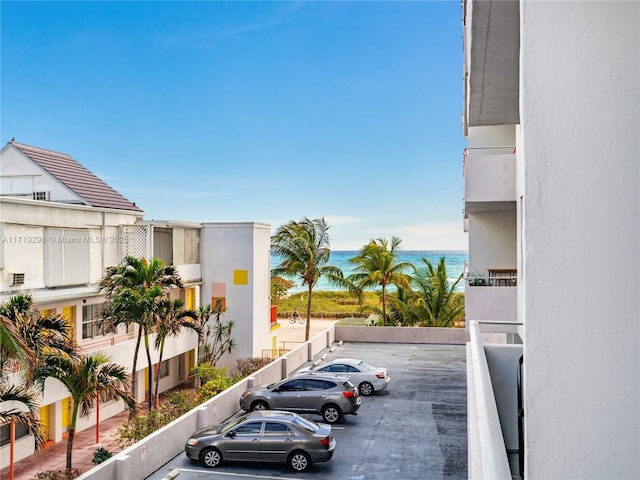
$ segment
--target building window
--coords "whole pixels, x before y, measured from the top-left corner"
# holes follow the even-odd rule
[[[45,228],[45,285],[86,285],[89,283],[89,230]]]
[[[169,376],[169,360],[163,360],[160,364],[160,369],[158,371],[158,378],[164,378]]]
[[[49,192],[33,192],[34,200],[49,200]]]
[[[114,333],[115,328],[106,328],[102,318],[102,303],[82,306],[82,338],[94,338]]]
[[[15,431],[16,440],[19,440],[29,435],[29,431],[27,430],[27,427],[25,426],[24,423],[16,422],[15,426],[16,426],[16,431]],[[9,424],[2,425],[0,427],[0,447],[4,447],[5,445],[9,445],[9,443],[11,443],[10,435],[11,435],[11,425]]]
○ ○ ○ ○ ○ ○ ○
WHAT TO DO = From the entries above, extract only the lines running from the one containing "--target building window" through the one containing "pixels, x before", inclusive.

ANSWER FOR THIS EXERCISE =
--target building window
--coords "whole pixels, x before y, measured from the top-left corner"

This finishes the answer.